- **Kutipan Halaman**

───

Apakah dengan adanya mekanisme pengambilan keputusan melalui voting dapat disimpulkan bahwa kita tak lagi mengamalkan Pancasila, terutama sila keempat, yang menyebutkan musyawarah mufakat? Dengan kata lain, apakah mengambil keputusan melalui suara terbanyak sebagaimana diatur dalam Undang-Undang Dasar 1945 adalah bertentangan dengan Pancasila?
Apapun pendapat anda, Ketua Mahkamah Konstitusi Moh. Mahfud MD, tidak setuju dengan pandangan itu. Menurutnya, musyawarah mufakat merupakan sebuah dorongan moral bangsa. Namun, dalam pelaksanaannya, tidak mungkin kita harus selalu menaati mekanisme musyawarah mufakat secara kaku. “Ketentuan itu tidak bertentangan dengan Pancasila,” tegasnya saat menjadi pembicara dalam acara Temu Rembug dan Sarasehan Nasional yang digelar di Universitas Pancasila, Selasa (29/5).
Menurut dia, tentu saja, dalam setiap pengambilan keputusan mengutamakan musyawarah mufakat. Akan tetapi, jika musyawarah mufakat atau suara bulat tak kunjung didapat, maka mekanisme suara terbanyak bisa digunakan. “Itu yang realistis,” katanya.

───

- **Soal Latihan A**
Tentukan apakah setiap pernyataan berikut sesuai dengan kutipan halaman, lalu jawab ya atau tidak dan sertakan kata-kata penentu dari kutipan halaman yang dikutip persis: (i) Moh. Mahfud MD menyatakan bahwa ketentuan pengambilan keputusan melalui suara terbanyak bertentangan dengan Pancasila; (ii) acara Temu Rembug dan Sarasehan Nasional digelar di Universitas Pancasila; (iii) mekanisme suara terbanyak dapat digunakan apabila musyawarah mufakat tidak tercapai.
- **Soal Latihan B**
Tuliskan kembali secara persis seluruh bagian kutipan halaman, mulai dari "Apapun pendapat anda, Ketua" terus ke bawah hingga "Pancasila, Selasa (29/5).".
Entri-entri ini berasal dari sumber yang berbeda.

───

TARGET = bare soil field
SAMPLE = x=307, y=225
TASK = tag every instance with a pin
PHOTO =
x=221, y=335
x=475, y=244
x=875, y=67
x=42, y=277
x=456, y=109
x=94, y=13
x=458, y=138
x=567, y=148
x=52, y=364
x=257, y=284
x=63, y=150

───

- **Jawaban Benar A**
(i) Tidak: "Ketentuan itu tidak bertentangan dengan Pancasila"
(ii) Ya: "digelar di Universitas Pancasila"
(iii) Ya: "jika musyawarah mufakat atau suara bulat tak kunjung didapat, maka mekanisme suara terbanyak bisa digunakan"

- **Jawaban Benar B**
Apapun pendapat anda, Ketua Mahkamah Konstitusi Moh. Mahfud MD, tidak setuju dengan pandangan itu. Menurutnya, musyawarah mufakat merupakan sebuah dorongan moral bangsa. Namun, dalam pelaksanaannya, tidak mungkin kita harus selalu menaati mekanisme musyawarah mufakat secara kaku. “Ketentuan itu tidak bertentangan dengan Pancasila,” tegasnya saat menjadi pembicara dalam acara Temu Rembug dan Sarasehan Nasional yang digelar di Universitas Pancasila, Selasa (29/5).